PROBLEM DETAILS => Reproduce each line of the data exactly as it is.
++++ PROVIDED RECORDS
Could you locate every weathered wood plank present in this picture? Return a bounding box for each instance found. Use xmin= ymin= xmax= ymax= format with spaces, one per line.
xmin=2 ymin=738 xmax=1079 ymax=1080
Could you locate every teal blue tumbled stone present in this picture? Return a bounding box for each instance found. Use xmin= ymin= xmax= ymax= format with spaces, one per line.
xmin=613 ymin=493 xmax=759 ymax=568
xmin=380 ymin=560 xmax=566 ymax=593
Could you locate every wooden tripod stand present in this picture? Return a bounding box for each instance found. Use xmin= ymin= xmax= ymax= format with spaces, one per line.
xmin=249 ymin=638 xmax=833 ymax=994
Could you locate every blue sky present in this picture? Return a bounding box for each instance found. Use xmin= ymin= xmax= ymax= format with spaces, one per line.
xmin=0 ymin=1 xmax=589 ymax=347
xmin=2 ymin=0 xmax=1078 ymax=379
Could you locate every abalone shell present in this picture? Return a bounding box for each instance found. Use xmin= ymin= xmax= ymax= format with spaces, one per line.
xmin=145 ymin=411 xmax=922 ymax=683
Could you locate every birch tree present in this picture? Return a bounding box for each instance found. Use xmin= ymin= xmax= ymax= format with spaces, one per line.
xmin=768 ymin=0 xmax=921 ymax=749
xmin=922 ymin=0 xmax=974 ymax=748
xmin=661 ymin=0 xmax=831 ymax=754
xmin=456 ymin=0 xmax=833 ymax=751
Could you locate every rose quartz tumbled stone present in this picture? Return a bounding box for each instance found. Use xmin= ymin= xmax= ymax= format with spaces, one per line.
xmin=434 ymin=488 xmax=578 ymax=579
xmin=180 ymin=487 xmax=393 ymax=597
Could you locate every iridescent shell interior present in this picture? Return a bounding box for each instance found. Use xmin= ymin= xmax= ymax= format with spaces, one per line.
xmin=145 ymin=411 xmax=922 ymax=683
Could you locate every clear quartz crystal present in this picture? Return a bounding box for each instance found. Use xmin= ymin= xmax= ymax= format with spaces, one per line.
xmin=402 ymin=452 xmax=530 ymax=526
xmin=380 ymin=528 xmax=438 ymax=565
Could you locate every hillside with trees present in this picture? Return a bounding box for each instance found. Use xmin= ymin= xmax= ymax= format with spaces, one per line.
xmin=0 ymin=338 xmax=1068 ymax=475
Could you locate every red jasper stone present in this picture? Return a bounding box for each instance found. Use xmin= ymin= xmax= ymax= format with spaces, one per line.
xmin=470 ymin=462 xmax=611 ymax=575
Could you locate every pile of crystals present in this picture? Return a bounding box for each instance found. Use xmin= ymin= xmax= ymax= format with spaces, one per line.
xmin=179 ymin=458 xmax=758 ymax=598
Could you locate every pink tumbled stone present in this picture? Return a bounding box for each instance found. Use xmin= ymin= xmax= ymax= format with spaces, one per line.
++++++++
FINISHED EXERCISE =>
Could you locate every weathered wood plank present in this picture? Return a bounding box for each instance found. Use xmin= ymin= xmax= ymax= format with spaces, one per line.
xmin=2 ymin=738 xmax=1079 ymax=1080
Could you locate every teal blue tumbled stone present in this picture? Return a bounding box for each instance found. Use xmin= ymin= xmax= ymax= format with spaces, one per line.
xmin=613 ymin=493 xmax=759 ymax=568
xmin=380 ymin=560 xmax=566 ymax=593
Could you locate every wooden tripod stand present in this picture? Return a bounding box for each instance found. Use xmin= ymin= xmax= ymax= format with spaces, one per line.
xmin=249 ymin=638 xmax=833 ymax=994
Could you locate every blue sky present in this picture? Return a bounding box for each instance found. Use xmin= ymin= xmax= ymax= format with spaces, one per line.
xmin=0 ymin=1 xmax=589 ymax=347
xmin=2 ymin=0 xmax=1078 ymax=379
Could you locate every abalone shell present in this picture? Return a bounding box for each instance found. Use xmin= ymin= xmax= ymax= format with spaces, one per line.
xmin=145 ymin=411 xmax=922 ymax=683
Could you locate every birch tree present in this picture? Return a bounding box for each instance found. Use xmin= ymin= xmax= ymax= format with spaces, one per line.
xmin=768 ymin=0 xmax=921 ymax=749
xmin=922 ymin=0 xmax=974 ymax=748
xmin=661 ymin=0 xmax=831 ymax=754
xmin=456 ymin=0 xmax=833 ymax=751
Could you locate every rose quartz tumbled stone present in this picture? Return a bounding box for each instance found. Use xmin= ymin= xmax= ymax= format with spaces, one per line.
xmin=434 ymin=488 xmax=578 ymax=579
xmin=180 ymin=487 xmax=393 ymax=597
Could you locate every iridescent shell interior present in this picture? Return a bounding box for each instance found. Use xmin= ymin= xmax= ymax= format with spaces, one per line.
xmin=145 ymin=411 xmax=922 ymax=683
Could you locate every clear quartz crystal present in this picture? Return a bounding box for each instance found. Use xmin= ymin= xmax= ymax= format with spaces, one per line.
xmin=402 ymin=452 xmax=530 ymax=526
xmin=380 ymin=528 xmax=438 ymax=565
Could you locate every hillside with trees present in this picture? Return a bounding box for each instance found. Use xmin= ymin= xmax= ymax= format with spaces, one per line.
xmin=0 ymin=338 xmax=1068 ymax=475
Could you locate every red jasper stone present in this picture? Return a bounding box for each instance found. Use xmin= ymin= xmax= ymax= format with spaces, one per line.
xmin=470 ymin=462 xmax=611 ymax=575
Could you locate every pile of crystals present in this picture? Return a bounding box for each instance found. Use xmin= ymin= xmax= ymax= format with spaces, one per line.
xmin=179 ymin=458 xmax=758 ymax=598
Could you locate every pink tumbled stone present in this picture? Return a bounding box for each instance found. Use xmin= ymin= xmax= ymax= format with spaces, one per line.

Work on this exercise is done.